▶ **What to produce**
Every line below that contains the word "tile" must be copied.

BEGIN Exercise materials

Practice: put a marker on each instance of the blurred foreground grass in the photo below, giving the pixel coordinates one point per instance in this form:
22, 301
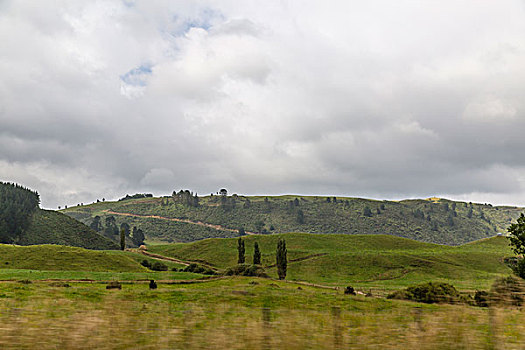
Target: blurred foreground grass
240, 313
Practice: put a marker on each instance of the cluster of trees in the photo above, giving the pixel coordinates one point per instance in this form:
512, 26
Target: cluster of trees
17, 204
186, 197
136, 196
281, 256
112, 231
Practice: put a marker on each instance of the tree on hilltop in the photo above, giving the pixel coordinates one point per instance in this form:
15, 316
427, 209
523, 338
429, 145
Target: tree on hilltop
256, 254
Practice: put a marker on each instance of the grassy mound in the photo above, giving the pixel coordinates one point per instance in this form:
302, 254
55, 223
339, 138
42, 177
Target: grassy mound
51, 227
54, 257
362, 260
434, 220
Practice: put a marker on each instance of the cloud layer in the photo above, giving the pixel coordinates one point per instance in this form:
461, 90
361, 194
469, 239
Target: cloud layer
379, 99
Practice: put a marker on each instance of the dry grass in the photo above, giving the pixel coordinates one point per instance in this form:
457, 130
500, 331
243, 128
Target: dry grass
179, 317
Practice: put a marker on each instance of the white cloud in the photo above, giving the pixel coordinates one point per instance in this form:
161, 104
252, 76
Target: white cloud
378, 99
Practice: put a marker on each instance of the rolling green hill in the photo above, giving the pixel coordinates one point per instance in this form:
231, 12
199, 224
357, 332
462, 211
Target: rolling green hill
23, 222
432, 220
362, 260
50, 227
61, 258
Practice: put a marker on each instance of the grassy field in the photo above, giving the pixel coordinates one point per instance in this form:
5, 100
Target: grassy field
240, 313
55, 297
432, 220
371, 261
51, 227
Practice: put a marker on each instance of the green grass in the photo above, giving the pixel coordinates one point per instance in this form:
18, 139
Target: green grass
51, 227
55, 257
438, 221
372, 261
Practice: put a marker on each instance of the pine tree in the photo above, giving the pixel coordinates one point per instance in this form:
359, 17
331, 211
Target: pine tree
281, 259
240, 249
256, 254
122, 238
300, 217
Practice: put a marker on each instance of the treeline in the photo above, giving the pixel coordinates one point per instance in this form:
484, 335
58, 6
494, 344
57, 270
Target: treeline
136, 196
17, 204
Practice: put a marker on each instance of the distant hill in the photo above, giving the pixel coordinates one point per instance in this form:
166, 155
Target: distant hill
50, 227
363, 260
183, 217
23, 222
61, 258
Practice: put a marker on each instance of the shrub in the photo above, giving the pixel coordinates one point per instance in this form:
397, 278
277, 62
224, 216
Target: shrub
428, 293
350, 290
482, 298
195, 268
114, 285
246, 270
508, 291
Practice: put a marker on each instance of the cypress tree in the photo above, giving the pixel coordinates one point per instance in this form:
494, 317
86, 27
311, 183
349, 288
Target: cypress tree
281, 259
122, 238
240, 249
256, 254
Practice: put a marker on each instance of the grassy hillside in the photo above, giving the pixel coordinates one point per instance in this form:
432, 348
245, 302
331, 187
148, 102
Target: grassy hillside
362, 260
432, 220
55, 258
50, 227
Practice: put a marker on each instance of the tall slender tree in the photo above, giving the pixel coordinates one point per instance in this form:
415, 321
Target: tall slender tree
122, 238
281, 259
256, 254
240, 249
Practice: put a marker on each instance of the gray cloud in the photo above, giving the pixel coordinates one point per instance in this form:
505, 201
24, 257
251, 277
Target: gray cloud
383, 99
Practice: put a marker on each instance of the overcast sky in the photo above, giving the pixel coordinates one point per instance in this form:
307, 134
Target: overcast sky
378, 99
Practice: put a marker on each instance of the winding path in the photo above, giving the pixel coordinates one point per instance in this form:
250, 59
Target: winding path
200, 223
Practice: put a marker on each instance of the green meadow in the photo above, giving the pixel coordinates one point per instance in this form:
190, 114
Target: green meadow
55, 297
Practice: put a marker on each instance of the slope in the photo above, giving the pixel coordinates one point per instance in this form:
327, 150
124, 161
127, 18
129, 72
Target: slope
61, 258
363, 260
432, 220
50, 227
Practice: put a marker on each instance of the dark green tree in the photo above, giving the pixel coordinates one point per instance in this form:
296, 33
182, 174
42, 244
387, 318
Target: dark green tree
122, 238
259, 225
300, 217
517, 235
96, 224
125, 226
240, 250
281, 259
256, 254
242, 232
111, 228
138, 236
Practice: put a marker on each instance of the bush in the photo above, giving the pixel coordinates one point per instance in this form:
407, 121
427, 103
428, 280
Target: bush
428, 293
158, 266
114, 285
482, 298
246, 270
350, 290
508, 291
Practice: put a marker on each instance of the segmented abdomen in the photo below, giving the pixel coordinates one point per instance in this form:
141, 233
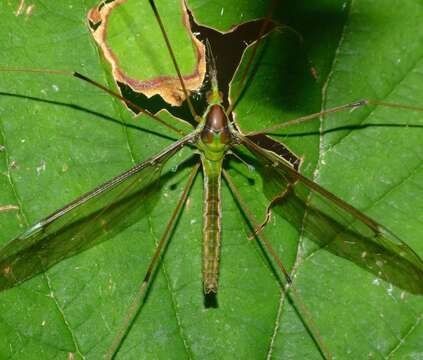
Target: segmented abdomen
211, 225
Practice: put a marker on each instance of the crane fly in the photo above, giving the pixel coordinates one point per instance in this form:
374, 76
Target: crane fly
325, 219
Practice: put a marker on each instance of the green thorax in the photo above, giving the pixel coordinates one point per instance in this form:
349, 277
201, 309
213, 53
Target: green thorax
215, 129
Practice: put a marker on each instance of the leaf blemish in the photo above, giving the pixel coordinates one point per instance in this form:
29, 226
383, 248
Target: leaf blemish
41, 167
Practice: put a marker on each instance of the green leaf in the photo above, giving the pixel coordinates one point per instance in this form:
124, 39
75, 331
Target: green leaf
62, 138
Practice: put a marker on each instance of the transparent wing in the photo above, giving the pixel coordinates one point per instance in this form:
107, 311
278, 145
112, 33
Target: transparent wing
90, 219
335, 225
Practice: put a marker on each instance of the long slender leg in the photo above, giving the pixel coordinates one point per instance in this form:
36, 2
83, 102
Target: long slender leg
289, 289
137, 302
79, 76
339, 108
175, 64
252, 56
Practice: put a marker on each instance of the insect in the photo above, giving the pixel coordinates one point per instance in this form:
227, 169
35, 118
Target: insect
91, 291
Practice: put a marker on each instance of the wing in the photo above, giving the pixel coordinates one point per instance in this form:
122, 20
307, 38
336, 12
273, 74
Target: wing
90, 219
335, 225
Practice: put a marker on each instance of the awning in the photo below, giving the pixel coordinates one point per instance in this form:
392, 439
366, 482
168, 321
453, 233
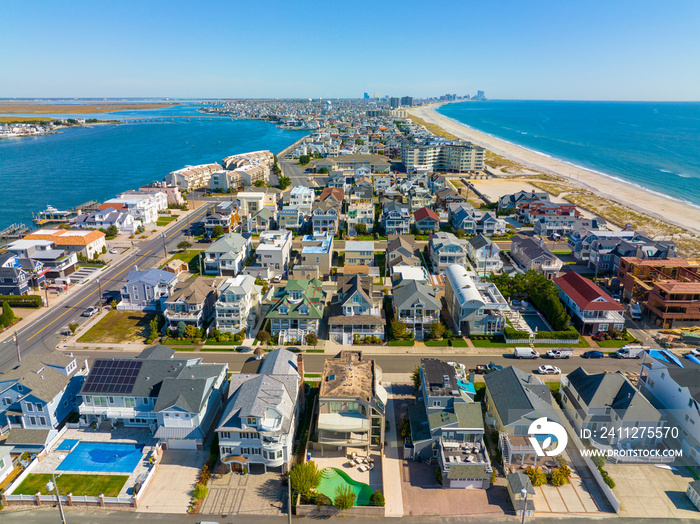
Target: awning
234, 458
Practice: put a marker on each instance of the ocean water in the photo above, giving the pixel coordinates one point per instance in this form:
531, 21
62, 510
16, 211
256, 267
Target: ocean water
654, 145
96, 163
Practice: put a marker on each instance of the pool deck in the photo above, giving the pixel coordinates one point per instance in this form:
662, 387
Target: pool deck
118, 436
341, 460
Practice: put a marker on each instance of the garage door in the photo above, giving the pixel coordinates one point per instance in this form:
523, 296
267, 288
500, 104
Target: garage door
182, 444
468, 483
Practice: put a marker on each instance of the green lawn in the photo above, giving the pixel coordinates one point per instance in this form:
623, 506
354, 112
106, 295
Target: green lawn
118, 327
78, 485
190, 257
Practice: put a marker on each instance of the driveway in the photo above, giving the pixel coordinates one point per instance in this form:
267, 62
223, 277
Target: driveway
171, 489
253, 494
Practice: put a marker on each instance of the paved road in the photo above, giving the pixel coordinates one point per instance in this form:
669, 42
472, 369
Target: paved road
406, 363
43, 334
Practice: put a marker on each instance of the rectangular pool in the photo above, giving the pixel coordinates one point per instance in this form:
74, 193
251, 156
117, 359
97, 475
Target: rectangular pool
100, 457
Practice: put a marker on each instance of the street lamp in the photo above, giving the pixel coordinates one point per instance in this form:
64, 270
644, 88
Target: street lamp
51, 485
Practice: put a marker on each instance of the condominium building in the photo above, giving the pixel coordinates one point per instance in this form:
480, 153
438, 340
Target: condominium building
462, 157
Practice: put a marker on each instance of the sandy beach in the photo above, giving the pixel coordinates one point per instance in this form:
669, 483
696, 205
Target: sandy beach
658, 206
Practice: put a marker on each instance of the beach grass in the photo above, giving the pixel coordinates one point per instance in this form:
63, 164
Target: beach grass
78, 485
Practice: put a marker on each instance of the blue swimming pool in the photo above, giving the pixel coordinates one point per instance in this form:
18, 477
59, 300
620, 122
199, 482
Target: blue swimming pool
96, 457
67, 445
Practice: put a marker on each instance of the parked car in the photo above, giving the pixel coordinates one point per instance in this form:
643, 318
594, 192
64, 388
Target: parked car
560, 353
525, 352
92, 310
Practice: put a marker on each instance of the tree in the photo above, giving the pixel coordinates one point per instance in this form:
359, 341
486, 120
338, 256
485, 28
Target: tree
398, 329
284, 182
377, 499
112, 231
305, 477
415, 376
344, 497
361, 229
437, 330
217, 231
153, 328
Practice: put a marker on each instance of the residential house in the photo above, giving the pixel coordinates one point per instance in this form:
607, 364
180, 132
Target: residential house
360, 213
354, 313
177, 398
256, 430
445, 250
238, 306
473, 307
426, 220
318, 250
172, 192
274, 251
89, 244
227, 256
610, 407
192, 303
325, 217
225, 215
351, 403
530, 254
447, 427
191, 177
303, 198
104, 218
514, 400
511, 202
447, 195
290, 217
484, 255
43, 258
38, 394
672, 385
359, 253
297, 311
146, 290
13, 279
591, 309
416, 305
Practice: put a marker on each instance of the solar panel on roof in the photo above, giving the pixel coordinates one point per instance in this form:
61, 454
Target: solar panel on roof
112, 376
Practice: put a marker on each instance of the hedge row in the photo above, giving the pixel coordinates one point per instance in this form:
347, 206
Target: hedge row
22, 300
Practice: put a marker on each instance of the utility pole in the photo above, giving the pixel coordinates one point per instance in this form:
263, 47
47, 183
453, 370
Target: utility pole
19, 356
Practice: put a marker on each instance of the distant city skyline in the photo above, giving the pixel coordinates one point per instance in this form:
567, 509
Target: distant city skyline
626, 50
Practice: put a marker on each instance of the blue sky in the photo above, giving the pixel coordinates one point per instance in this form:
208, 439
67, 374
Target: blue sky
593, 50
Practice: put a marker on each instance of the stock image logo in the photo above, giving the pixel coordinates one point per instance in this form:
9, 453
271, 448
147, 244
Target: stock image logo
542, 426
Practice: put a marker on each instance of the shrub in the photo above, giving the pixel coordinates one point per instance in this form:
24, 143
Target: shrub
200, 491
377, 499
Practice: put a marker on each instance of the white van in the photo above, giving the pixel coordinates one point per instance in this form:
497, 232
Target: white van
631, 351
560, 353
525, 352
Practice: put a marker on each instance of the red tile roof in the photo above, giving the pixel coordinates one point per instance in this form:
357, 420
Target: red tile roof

END Exercise materials

▶ **Result of this exercise**
Practice: put a marker on each instance of the red tile roof in the photo above, giving the pixel coordinates one point per instance in this form:
Target: red tile roof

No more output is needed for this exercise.